#### AUFGABE 1:
Wie lange ist Dmitri Medwedew laut Lesetext bereits Präsident in Russland?
#### AUFGABE 2:
Geben Sie den Abschnitt des Lesetexts zwischen „Modernisierer statt Marionette“ und „Wanken geraten ist.“ einschließlich dieser Grenzen wortgetreu wieder.

#### LESETEXT:
################

Modernisierer statt Marionette
Dmitri Medwedews sanfte Revolution
Seit gut zwei Jahren ist Dmitri Medwedew Präsident in Russland. Anfänglich im Westen als Hoffnungsträger gefeiert, fällt seine Halbzeitbilanz aus Sicht vieler Beobachter enttäuschend aus. Doch ein genauerer Blick zeigt, dass das erstarrte Machtgefüge der Ära Putin durch die Reformen seines Nachfolgers schon jetzt massiv ins Wanken geraten ist.

################

#### DATENSATZ:
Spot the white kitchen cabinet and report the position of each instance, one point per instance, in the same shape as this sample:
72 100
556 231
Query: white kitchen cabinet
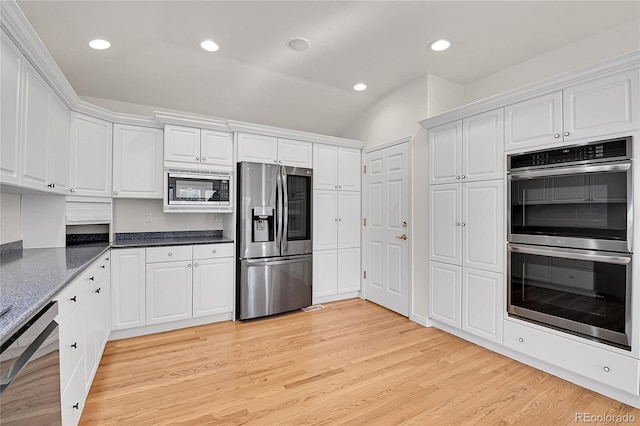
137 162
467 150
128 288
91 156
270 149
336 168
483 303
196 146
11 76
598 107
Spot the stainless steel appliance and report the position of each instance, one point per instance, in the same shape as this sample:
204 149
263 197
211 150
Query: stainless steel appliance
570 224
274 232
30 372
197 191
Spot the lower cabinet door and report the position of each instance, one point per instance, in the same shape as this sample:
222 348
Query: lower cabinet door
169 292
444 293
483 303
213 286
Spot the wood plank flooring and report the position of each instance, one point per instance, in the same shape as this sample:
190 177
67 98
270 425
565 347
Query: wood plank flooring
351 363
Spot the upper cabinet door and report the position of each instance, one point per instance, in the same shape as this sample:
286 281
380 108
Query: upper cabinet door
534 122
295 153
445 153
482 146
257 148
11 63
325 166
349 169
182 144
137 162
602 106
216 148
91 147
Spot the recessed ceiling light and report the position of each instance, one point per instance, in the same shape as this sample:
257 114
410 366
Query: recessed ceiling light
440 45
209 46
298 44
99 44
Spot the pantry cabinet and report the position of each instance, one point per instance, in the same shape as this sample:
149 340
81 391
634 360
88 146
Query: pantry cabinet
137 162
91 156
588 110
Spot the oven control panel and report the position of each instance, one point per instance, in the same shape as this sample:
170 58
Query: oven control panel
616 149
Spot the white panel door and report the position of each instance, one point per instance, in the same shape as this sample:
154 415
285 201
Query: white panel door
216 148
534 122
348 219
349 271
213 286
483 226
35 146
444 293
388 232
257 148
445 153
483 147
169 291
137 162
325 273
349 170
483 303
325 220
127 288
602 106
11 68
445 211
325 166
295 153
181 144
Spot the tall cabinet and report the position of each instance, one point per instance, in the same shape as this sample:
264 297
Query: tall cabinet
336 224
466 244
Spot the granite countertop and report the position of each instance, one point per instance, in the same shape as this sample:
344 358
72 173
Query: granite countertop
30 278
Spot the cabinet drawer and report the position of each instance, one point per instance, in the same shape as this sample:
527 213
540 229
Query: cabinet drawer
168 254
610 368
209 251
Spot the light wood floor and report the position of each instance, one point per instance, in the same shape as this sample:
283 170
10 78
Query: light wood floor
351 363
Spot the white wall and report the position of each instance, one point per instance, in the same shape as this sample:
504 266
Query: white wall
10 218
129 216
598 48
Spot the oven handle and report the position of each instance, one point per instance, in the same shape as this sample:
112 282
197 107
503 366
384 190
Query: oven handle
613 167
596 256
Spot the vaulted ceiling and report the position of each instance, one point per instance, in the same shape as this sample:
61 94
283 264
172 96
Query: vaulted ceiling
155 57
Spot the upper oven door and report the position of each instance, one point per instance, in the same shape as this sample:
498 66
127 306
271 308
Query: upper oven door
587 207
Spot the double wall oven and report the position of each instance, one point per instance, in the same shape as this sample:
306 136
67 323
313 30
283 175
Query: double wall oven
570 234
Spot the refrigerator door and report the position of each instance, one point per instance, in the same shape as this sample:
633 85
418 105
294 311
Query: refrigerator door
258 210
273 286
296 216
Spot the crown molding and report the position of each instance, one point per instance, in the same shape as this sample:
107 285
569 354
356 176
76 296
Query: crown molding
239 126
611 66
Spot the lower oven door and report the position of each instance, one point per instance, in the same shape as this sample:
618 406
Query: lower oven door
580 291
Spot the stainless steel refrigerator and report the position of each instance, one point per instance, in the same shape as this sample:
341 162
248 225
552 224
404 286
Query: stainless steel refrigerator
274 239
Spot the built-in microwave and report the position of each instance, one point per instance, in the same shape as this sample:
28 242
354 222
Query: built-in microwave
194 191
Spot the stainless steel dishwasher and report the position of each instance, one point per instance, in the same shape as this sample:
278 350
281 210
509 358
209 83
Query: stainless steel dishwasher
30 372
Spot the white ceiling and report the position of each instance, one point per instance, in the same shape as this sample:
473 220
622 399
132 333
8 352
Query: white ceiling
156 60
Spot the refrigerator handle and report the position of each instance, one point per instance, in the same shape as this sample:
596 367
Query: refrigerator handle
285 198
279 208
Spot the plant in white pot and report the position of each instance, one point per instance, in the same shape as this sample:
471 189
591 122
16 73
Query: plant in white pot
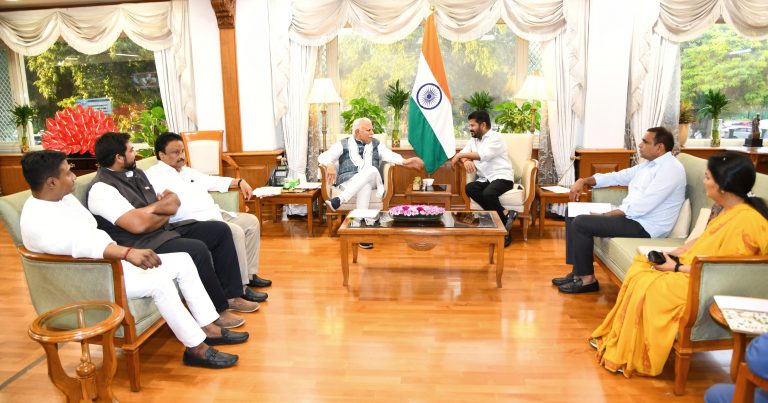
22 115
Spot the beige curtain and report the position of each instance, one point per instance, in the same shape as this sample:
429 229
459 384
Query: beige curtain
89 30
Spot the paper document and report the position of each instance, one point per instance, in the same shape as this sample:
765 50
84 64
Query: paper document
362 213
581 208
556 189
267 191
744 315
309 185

################

#### VOLLSTÄNDIGE ANTWORT 1:
Seit gut zwei Jahren.

#### VOLLSTÄNDIGE ANTWORT 2:
Modernisierer statt Marionette
Dmitri Medwedews sanfte Revolution
Seit gut zwei Jahren ist Dmitri Medwedew Präsident in Russland. Anfänglich im Westen als Hoffnungsträger gefeiert, fällt seine Halbzeitbilanz aus Sicht vieler Beobachter enttäuschend aus. Doch ein genauerer Blick zeigt, dass das erstarrte Machtgefüge der Ära Putin durch die Reformen seines Nachfolgers schon jetzt massiv ins Wanken geraten ist.